Job:
Reproduce exactly the final portion of the data: every line from the one containing "Where does a point fall on the white line" through the last line, inclusive.

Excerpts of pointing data
------------------------

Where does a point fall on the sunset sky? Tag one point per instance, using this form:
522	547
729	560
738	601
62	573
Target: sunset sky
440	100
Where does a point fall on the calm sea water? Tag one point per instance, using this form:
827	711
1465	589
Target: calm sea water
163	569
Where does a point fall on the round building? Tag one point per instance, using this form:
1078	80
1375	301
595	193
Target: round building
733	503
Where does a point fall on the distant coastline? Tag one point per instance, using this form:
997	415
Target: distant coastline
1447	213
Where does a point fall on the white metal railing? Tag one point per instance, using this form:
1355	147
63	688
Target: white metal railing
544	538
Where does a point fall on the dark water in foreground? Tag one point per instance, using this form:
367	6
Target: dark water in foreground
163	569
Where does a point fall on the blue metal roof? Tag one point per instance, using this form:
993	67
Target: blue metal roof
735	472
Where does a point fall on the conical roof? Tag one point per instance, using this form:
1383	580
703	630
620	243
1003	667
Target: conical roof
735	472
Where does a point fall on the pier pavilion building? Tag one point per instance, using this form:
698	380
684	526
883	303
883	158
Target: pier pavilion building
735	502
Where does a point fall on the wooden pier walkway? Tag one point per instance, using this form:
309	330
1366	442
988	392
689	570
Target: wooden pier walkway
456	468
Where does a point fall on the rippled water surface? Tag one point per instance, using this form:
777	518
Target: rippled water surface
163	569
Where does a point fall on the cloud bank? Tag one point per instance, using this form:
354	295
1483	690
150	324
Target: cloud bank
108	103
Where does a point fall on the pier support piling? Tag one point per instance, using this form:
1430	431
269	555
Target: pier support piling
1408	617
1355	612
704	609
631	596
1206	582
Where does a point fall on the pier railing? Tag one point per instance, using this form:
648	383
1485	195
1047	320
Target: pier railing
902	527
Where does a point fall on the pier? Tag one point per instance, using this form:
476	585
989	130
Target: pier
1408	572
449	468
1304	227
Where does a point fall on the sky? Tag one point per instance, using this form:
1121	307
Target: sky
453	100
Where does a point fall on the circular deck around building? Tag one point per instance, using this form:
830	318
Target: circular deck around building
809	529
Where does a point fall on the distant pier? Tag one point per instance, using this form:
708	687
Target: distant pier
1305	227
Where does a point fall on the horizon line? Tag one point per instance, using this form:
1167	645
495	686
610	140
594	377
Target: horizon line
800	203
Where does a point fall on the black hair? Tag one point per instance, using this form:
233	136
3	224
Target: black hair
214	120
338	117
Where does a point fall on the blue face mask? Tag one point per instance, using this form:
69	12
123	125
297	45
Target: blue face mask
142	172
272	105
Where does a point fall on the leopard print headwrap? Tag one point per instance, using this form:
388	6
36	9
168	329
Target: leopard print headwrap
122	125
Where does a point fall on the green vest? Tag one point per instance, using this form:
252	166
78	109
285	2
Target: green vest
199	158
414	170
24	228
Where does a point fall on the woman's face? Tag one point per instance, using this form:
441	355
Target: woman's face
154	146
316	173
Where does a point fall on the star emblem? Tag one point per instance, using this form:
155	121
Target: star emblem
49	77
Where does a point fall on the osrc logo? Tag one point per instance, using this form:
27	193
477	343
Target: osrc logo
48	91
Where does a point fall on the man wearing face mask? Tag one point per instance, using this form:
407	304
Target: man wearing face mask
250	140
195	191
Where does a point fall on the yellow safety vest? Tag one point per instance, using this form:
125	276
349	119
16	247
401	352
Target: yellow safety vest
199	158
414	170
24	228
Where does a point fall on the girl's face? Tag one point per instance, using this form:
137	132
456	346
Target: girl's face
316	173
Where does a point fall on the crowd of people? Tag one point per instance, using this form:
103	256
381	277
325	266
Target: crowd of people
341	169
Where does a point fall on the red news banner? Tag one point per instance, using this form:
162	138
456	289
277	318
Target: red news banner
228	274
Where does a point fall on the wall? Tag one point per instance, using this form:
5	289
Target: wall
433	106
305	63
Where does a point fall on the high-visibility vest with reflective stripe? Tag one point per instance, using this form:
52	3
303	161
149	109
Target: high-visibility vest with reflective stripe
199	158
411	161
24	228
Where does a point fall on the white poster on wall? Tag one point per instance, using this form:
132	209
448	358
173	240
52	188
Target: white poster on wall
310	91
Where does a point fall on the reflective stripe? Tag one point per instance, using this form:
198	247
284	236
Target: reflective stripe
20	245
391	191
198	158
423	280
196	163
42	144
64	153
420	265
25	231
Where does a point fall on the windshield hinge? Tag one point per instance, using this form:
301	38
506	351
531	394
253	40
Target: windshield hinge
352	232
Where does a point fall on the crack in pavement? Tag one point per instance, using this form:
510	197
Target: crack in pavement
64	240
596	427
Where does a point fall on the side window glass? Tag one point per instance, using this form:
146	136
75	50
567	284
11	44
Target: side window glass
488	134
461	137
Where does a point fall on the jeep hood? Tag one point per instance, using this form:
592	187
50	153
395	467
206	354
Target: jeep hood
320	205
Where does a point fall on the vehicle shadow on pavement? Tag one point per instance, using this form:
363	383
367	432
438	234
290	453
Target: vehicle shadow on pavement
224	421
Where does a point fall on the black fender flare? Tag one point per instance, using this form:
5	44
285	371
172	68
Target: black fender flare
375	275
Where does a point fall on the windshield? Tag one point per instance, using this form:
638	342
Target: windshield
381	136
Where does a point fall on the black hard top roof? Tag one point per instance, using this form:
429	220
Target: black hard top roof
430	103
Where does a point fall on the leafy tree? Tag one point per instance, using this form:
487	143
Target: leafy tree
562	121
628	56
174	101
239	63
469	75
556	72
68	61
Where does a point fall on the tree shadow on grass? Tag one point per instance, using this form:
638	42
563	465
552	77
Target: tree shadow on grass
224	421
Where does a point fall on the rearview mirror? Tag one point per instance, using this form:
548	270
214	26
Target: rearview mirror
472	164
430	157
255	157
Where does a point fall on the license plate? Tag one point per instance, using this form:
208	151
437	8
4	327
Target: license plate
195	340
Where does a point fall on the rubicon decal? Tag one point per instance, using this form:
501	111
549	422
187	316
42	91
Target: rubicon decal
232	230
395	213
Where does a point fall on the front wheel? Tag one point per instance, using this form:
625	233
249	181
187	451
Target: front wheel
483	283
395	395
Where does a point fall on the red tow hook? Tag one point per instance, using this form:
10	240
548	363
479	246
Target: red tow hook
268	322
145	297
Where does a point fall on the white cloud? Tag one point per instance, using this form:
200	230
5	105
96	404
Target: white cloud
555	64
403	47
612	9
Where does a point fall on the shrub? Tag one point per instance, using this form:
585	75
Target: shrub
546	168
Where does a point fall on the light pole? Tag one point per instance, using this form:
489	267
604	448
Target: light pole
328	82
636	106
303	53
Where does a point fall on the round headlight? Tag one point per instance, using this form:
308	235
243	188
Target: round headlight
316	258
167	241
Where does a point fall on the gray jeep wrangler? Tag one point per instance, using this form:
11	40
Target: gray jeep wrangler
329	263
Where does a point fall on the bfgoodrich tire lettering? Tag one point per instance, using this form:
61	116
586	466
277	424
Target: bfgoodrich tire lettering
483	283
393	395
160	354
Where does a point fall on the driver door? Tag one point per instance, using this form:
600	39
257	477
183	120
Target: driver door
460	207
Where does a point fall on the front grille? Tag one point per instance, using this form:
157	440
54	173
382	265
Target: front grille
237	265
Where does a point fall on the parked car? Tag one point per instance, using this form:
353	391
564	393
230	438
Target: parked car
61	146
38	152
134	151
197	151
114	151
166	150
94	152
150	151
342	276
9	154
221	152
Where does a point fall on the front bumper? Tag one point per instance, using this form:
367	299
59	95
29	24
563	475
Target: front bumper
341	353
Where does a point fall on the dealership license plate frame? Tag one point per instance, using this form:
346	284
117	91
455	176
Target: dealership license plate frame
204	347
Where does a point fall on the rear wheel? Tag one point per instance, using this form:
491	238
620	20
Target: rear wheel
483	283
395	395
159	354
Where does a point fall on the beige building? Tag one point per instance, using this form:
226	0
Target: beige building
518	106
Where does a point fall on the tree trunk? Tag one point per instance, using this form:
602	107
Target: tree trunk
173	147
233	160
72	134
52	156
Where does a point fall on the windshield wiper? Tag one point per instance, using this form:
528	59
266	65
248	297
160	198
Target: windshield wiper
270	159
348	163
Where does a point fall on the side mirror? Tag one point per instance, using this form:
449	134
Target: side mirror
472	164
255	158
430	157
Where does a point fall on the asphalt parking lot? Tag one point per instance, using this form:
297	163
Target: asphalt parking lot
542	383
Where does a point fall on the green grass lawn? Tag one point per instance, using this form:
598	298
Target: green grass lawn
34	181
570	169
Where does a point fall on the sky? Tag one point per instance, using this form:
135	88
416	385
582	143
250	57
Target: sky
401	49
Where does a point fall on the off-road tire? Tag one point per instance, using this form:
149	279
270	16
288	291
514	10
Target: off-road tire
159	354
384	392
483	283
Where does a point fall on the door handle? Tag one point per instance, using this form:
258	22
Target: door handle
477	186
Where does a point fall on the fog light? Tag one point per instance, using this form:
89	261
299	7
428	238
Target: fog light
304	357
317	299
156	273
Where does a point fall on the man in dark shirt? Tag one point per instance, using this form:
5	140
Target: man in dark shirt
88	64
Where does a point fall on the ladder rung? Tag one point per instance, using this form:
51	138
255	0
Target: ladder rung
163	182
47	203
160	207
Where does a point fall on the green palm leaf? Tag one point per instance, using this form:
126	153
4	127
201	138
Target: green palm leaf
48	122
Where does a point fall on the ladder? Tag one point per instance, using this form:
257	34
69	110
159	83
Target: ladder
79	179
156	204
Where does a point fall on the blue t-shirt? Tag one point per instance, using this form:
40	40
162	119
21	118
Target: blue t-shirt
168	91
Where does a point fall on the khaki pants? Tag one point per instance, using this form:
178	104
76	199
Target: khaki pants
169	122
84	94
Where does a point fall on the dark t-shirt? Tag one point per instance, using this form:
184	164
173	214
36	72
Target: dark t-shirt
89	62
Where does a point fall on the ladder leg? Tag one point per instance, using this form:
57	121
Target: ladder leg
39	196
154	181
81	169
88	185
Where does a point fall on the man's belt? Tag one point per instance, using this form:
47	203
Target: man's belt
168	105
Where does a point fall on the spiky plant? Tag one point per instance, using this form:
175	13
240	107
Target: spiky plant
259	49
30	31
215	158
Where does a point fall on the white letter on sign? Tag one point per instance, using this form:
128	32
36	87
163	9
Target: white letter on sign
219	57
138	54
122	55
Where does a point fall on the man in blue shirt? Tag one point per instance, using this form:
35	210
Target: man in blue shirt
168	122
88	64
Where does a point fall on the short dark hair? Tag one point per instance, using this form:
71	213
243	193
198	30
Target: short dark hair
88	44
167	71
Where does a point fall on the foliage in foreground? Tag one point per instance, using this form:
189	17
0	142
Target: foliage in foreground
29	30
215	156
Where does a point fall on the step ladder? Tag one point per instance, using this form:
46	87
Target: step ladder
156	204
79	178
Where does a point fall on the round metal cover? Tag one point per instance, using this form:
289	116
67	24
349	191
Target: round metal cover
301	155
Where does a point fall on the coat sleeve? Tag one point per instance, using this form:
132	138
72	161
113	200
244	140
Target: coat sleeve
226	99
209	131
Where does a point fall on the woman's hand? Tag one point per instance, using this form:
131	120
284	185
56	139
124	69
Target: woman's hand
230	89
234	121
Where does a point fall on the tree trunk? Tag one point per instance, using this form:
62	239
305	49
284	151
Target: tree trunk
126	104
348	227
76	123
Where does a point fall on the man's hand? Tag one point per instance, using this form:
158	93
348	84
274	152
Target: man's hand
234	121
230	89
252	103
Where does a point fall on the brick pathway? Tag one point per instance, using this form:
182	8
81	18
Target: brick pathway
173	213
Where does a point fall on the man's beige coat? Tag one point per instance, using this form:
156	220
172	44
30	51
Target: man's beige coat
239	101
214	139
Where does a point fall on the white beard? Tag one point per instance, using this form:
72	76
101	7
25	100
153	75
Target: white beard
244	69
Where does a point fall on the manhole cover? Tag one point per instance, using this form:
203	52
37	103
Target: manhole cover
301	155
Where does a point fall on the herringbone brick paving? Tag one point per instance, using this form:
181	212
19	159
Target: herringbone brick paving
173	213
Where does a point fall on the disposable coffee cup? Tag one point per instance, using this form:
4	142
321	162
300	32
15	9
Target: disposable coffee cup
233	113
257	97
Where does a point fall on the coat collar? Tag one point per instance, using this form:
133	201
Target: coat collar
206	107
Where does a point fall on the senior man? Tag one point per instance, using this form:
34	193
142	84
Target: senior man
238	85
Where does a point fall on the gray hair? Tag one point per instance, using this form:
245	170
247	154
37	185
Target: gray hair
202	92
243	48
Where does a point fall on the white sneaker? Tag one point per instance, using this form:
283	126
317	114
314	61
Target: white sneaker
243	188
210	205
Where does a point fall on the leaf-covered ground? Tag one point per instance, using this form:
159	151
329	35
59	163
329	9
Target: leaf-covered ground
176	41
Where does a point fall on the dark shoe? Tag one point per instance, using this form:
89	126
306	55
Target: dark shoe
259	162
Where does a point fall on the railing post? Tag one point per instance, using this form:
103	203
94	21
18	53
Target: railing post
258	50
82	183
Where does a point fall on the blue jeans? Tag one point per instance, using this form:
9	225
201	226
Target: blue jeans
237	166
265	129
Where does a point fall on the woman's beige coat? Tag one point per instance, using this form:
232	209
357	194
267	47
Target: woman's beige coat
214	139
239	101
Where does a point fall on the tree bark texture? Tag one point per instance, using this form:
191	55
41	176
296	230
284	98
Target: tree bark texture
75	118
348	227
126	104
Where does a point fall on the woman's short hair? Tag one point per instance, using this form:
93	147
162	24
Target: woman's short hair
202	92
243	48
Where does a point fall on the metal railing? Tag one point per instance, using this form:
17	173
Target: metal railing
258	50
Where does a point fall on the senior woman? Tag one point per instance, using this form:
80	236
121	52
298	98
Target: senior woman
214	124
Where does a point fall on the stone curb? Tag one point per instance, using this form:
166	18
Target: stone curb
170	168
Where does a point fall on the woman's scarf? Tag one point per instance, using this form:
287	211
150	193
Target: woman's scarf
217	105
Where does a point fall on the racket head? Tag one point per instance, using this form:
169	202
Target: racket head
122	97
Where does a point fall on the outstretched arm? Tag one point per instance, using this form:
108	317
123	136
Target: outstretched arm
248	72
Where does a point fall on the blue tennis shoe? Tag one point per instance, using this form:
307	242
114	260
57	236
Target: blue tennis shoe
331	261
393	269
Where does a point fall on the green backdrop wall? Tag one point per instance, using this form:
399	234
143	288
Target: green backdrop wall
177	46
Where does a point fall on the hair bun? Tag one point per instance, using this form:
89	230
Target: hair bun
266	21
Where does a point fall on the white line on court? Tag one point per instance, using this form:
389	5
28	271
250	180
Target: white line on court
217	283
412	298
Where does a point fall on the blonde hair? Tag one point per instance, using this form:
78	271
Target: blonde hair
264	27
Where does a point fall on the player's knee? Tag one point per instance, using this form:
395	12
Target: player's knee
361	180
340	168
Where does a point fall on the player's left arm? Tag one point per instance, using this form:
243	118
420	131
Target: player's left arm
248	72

------------------------

Completed exercise:
Where does a point fall on the white line on court? Tag one point per instance, using this form:
389	5
28	271
250	180
Target: white line on court
217	283
412	298
Where does a point fall on the blonde hair? Tag one point per instance, using this form:
78	271
Target: blonde hair
264	27
Where does a point fall on the player's knee? Tag one point per instance, using this form:
395	12
Target: player's knee
361	180
340	168
Where does a point fall on the player's left arm? Tag one point per instance, using this form:
243	118
420	131
Target: player's left arm
248	72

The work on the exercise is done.